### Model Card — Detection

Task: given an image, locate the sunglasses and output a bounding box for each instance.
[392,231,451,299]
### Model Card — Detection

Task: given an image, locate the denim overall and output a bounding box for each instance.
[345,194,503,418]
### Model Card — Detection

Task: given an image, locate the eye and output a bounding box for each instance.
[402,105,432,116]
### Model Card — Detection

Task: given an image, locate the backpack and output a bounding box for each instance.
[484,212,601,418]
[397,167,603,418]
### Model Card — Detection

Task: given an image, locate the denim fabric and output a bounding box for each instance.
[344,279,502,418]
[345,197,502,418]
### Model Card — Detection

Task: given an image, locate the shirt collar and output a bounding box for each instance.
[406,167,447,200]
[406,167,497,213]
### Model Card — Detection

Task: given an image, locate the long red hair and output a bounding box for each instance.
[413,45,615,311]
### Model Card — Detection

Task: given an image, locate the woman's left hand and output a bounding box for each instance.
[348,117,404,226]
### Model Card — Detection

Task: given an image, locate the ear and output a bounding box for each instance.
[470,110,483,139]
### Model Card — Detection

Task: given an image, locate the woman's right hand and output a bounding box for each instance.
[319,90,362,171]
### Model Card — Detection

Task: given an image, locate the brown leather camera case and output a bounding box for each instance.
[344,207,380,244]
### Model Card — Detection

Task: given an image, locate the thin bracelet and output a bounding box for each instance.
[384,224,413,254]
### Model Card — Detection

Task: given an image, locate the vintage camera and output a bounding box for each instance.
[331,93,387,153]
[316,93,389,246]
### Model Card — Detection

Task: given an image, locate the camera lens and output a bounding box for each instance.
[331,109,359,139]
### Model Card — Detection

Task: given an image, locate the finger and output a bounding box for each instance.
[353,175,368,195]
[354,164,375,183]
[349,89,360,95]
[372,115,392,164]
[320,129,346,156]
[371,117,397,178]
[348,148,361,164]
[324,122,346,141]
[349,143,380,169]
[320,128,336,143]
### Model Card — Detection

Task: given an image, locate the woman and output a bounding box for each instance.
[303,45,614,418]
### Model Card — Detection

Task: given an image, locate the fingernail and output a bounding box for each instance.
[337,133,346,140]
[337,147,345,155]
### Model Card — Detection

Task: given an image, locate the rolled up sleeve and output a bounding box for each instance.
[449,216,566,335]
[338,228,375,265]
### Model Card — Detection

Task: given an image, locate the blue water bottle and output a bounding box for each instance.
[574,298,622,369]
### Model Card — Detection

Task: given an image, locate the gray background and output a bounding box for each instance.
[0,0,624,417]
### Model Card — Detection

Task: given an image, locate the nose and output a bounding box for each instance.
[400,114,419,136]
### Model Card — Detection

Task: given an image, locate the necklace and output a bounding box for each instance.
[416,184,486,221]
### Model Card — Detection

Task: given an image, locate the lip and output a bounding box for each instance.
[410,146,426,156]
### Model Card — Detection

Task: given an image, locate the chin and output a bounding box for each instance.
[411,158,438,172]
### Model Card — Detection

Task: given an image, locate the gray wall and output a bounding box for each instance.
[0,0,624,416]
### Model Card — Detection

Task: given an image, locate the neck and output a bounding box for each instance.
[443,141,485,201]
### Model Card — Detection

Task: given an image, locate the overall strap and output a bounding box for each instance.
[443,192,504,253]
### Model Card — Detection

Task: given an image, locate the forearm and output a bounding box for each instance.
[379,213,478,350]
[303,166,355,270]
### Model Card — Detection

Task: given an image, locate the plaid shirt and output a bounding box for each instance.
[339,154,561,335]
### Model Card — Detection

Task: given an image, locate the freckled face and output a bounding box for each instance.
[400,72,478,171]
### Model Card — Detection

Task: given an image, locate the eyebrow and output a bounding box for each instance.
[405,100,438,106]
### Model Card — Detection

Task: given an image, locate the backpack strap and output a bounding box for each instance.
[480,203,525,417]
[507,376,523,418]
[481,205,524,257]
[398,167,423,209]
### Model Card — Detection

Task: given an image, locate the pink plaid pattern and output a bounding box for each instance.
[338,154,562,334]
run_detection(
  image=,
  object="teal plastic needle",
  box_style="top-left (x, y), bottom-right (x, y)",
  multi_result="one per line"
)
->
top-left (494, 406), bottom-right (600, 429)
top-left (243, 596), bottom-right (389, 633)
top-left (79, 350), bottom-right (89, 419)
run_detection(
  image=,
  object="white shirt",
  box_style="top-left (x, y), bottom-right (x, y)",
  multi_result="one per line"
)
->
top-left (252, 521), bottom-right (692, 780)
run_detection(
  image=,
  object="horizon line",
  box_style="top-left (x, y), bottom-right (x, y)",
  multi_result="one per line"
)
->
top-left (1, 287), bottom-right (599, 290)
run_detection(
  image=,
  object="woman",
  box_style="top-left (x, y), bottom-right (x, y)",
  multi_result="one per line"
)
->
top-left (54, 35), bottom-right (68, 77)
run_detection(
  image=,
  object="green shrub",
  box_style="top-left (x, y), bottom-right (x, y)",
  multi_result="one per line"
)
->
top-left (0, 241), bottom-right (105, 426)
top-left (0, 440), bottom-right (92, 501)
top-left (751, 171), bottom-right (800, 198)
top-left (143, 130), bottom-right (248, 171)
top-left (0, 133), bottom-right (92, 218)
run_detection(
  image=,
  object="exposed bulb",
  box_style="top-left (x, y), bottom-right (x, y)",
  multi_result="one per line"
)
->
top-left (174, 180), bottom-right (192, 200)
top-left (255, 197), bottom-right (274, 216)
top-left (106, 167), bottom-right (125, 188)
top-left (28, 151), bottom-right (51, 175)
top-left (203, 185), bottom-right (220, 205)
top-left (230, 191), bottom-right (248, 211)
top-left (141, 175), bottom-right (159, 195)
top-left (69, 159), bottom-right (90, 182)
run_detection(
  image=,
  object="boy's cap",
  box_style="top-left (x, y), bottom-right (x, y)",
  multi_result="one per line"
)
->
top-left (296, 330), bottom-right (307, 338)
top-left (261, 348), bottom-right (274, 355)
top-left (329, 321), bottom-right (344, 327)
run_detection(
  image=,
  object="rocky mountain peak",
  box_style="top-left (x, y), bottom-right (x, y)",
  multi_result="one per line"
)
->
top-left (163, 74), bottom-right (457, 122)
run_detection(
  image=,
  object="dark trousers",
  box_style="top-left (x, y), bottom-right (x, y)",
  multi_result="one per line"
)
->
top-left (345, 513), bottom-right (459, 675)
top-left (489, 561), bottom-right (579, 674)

• • •

### [What needs to be done]
When a line in the records holds the string "object", copy that line.

### [Your response]
  object="teal plastic needle",
  object="white shirt",
  object="horizon line",
  object="woman",
  object="green shrub",
  object="exposed bulb",
  object="boy's cap",
  object="rocky mountain peak",
  object="dark trousers",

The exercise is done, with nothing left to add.